Material for this task »
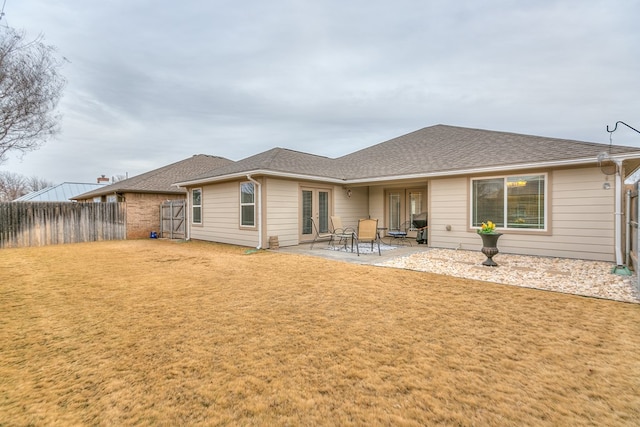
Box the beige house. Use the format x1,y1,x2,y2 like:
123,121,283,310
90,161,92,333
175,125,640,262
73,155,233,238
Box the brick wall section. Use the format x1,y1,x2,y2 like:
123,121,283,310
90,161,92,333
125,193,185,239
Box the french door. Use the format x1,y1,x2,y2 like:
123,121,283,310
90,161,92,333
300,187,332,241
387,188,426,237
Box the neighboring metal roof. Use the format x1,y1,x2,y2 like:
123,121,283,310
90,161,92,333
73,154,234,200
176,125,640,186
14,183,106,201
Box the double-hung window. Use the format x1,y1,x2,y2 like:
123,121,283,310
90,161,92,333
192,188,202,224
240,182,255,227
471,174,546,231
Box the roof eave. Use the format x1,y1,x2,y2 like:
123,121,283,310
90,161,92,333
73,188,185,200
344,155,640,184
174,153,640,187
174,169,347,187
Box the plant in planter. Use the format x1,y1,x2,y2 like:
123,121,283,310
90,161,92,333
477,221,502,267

* * *

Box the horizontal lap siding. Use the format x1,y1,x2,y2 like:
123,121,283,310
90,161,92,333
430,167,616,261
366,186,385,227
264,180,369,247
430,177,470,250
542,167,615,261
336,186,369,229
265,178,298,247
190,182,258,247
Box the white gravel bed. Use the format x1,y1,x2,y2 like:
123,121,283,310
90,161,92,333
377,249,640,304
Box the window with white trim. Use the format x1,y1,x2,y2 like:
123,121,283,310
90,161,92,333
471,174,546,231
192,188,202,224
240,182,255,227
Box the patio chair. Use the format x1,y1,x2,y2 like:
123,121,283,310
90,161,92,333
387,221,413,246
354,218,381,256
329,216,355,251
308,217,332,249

Work required »
Scan the data above and copy each line containing the word "white".

Task response »
Box the white gravel bed. Use the format x1,y1,x2,y2 like:
Box the window with white trim. Use the format x1,y1,x2,y2 like:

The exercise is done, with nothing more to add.